START MATERIAL FOR THE TASK

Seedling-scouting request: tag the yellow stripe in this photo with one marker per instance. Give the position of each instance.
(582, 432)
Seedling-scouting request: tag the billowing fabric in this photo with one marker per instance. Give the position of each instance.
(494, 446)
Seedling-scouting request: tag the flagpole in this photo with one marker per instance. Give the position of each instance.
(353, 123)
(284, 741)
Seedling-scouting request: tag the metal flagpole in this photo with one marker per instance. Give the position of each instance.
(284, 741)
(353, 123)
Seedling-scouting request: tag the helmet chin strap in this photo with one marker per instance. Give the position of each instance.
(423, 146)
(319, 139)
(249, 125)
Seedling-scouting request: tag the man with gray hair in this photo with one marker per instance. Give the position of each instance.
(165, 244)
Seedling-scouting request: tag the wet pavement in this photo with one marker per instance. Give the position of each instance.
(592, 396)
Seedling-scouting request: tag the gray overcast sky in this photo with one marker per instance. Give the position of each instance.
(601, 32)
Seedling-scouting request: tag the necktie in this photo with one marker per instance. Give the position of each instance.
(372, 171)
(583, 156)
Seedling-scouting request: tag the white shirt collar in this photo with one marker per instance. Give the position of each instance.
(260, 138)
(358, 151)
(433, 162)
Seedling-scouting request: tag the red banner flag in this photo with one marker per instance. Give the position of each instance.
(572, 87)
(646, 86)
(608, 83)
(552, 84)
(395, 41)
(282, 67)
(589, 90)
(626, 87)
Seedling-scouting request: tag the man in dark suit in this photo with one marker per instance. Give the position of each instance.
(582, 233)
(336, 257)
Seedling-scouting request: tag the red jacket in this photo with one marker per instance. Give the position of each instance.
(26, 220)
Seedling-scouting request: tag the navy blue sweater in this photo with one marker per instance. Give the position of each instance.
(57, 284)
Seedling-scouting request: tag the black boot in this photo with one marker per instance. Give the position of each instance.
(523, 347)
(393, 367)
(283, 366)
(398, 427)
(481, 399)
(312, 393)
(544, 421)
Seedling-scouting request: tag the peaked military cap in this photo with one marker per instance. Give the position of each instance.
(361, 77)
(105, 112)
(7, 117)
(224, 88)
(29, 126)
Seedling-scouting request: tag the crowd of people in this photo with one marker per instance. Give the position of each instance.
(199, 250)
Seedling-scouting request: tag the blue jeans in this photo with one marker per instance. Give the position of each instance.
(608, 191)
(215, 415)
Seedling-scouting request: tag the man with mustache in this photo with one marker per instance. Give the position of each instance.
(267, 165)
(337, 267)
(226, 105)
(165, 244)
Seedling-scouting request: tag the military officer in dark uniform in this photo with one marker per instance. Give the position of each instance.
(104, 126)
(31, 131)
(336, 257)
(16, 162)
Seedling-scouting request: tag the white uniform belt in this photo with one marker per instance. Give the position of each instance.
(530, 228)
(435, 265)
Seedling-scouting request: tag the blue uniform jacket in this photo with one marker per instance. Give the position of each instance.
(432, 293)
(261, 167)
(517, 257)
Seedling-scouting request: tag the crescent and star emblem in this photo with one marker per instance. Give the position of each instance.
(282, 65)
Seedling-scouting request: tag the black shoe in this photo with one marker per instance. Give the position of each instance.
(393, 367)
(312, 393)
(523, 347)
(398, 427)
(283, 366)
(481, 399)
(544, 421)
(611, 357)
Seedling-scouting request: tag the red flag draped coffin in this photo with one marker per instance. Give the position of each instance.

END MATERIAL FOR THE TASK

» WHAT IS EXPECTED
Switch "one marker per instance" to "a single pin for each instance" in the part of the listing that opens with the line containing "Seedling-scouting request: tag the blue jeans" and runs through the end of the listing. Give those lines again with nothing else changed.

» EXERCISE SOLUTION
Seedling-scouting request: tag the blue jeans in this photo with a single pin for each instance. Give the position of each instance.
(608, 191)
(215, 415)
Seedling-scouting request: tag the man with mustache in this photo with a single pin for each instance. Give the position of each instance.
(267, 165)
(337, 267)
(226, 105)
(165, 244)
Seedling-scouting request: tag the military officer in dark uniform in this photo with a single pin for each instance. Give the position of each instance.
(104, 126)
(31, 131)
(336, 257)
(16, 162)
Seedling-scouting request: tag the white uniform belt in this photo with a single pin for each instance. Give the position of each instance.
(530, 228)
(435, 265)
Seedling-scouting request: tag the blue uniform jacket in this photo with a single pin for each instance. Give the position of each instance.
(432, 293)
(261, 167)
(517, 257)
Seedling-scouting request: tag the crescent and star emblem in this photo with a single pin for each instance. Give the position of each instance.
(282, 65)
Seedling-scouting request: tag the black shoe in this photo with a single pin for each instance. Give the position of each instance.
(393, 367)
(312, 393)
(523, 347)
(398, 427)
(283, 366)
(481, 399)
(544, 421)
(611, 357)
Seedling-scouting request: tag the red flag draped coffin in this photo with a single pin for each instance. Give the position of each instance.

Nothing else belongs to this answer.